> **Exercise description**: Write out all of the entries again, switching each occurrence of "result" to "output" and keeping everything else the same.

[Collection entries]
.....

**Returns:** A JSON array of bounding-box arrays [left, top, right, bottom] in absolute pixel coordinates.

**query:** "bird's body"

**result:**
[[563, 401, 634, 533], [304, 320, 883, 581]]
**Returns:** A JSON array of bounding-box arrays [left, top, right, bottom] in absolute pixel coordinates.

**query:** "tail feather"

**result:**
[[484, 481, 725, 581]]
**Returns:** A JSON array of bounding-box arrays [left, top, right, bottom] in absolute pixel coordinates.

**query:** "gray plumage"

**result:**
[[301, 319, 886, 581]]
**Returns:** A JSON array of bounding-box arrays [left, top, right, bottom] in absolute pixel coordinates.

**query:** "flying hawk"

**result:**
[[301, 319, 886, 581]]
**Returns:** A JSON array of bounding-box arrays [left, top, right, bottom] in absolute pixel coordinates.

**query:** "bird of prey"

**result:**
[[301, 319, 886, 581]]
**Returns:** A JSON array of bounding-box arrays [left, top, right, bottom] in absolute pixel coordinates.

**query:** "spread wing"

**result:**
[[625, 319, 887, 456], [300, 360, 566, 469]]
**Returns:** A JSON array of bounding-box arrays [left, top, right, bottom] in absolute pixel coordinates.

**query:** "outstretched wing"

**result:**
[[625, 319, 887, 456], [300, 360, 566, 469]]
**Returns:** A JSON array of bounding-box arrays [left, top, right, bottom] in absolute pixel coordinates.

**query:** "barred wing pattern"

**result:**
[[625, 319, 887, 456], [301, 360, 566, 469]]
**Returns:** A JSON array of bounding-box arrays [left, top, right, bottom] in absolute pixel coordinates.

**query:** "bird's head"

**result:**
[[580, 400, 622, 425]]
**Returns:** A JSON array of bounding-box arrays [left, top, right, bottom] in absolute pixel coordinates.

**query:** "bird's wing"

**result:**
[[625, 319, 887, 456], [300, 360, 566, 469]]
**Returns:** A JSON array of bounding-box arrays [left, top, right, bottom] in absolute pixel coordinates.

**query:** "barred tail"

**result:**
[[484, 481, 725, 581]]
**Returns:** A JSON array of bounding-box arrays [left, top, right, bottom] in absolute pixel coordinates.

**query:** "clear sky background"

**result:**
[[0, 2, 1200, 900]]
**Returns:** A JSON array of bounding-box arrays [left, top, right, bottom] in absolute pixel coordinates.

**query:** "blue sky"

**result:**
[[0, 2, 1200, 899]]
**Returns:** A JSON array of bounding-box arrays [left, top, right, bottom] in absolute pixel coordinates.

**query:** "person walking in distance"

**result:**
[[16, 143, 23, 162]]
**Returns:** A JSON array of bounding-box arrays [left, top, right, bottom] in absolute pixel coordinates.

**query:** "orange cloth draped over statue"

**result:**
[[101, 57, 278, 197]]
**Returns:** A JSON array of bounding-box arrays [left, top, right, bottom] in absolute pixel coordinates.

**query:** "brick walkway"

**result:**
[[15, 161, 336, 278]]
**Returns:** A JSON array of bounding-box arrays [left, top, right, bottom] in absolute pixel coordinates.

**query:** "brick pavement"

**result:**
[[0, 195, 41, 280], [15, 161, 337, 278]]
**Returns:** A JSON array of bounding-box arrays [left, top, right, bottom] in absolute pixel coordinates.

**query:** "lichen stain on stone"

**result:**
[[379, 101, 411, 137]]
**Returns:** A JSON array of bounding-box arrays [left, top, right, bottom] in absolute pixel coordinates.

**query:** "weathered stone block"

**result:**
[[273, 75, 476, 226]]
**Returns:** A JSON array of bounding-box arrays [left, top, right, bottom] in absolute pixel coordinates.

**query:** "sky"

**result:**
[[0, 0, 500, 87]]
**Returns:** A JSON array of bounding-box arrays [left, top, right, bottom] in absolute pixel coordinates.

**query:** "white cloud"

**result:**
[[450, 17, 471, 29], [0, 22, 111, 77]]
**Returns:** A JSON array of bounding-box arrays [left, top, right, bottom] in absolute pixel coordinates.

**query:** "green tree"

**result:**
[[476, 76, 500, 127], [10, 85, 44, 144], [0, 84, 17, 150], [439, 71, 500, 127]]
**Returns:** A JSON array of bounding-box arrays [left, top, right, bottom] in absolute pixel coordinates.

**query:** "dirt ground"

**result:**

.....

> **The response**:
**Returns:** A JSON array of bounding-box arrays [left, top, right, bottom] in absolute pixel coordinates.

**query:** "bird's body"

**output:**
[[563, 401, 634, 533], [304, 320, 883, 581]]
**Returns:** A JSON array of bounding-box arrays [left, top, right, bottom] in absolute pixel coordinates.

**query:** "tail feather"

**output:**
[[484, 481, 725, 581]]
**Returns:** A JSON array of bounding-box arrays [left, top, right, bottom] in absolute pixel coordinates.

**query:** "gray plumage"

**output:**
[[301, 319, 886, 581]]
**Returns:** A JSON array of bounding-box arrays [left, top, right, bottom] in absolute pixel coordinates.

**query:** "flying hawk"

**output:**
[[301, 319, 886, 581]]
**Returns:** A JSON array of bounding-box arrays [left, top, right, bottom] in absolute pixel coordinates.

**query:** "bird of prey"

**output:**
[[301, 319, 886, 581]]
**Returns:** A JSON array of bounding-box arrays [left, top, right, bottom] in absolute pixel coordinates.

**query:** "spread wing"

**output:**
[[625, 319, 887, 456], [300, 360, 566, 469]]
**Returns:** A JSON array of bounding-box arrays [left, top, right, bottom] in absolute pixel coordinates.

**query:** "outstretched wing"

**output:**
[[625, 319, 887, 456], [300, 360, 566, 469]]
**Returns:** A JSON array of bounding-box arrays [left, top, right, bottom] in absolute pixel coordinates.

**query:** "barred wing pattern"

**output:**
[[625, 319, 887, 456], [301, 360, 566, 469]]
**Returns:** A JSON array of bounding-box arrays [left, top, right, bottom] in absolute pixel coordinates.

**query:** "bird's head"

**output:**
[[580, 400, 622, 425]]
**Returns:** A JSON array of bounding-box arrays [left, top, right, bottom] in absolute pixel coordinates.

**query:** "bird's wing"

**output:**
[[625, 319, 887, 456], [300, 360, 566, 469]]
**Returns:** A JSON array of bounding-box arrays [left, top, right, bottom] in absolute pixel coordinates.

**query:** "barred tail"

**output:**
[[484, 481, 725, 581]]
**Returns:** A JSON array of bounding-box arrays [left, top, right, bottom] in absolute pixel coordinates.

**query:** "clear sky background"

**output:**
[[0, 2, 1200, 900]]
**Returns:** A JSON array of bounding-box arrays [left, top, right, bottom] in absolute pixel coordinates.

**query:** "blue sky"

**output:**
[[0, 2, 1200, 899]]
**Returns:** A JSON array of bounding-box arrays [left, top, right, bottom] in absolute pixel coordinates.

**query:** "person walking in distance"

**output:**
[[16, 143, 23, 162]]
**Returns:** A JSON array of bounding-box arrays [left, top, right, bottom] in absolute pixel coordinates.

**query:** "orange cloth draped over statue"

**output:**
[[101, 57, 278, 197]]
**Returns:** A JSON array of bounding-box arrays [left, top, right, bottom] in absolute pixel coordinates.

**query:** "brick walkway"

**output:**
[[15, 161, 336, 278]]
**Returns:** A JSON array of bounding-box arrays [left, top, right, bottom] in absolute pixel coordinates.

**query:** "brick pavement"

**output:**
[[0, 195, 41, 280], [15, 161, 337, 278]]
**Returns:** A JSON array of bounding-box arrays [left, top, right, bottom] in absolute pixel coordinates.

**query:** "lichen stain on stone"

**output:**
[[379, 101, 411, 137]]
**Returns:** A JSON array of bounding-box arrays [left, top, right, bottom] in absolute pixel coordinates.

**query:** "weathered stone block"

**output:**
[[273, 75, 476, 226]]
**Returns:** A JSON array of bounding-box arrays [left, top, right, bottom] in absolute pixel coordinates.

**query:** "sky"

**output:**
[[0, 0, 500, 87]]
**Returns:** A JSON array of bounding-box arrays [left, top, right, bottom] in absolute pixel coordinates.

**query:** "white cloud"

**output:**
[[450, 17, 471, 29], [0, 22, 111, 77]]
**Returns:** A JSON array of bounding-box arrays [left, top, right, bottom] in absolute pixel coordinates.

**query:** "green tree"

**output:**
[[476, 76, 500, 127], [10, 85, 44, 144], [0, 84, 17, 150], [439, 71, 500, 127]]
**Returns:** A JSON array of bounding-box arrays [left, top, right, bottom] in absolute pixel coordinates.

**query:** "dirt ground"

**output:**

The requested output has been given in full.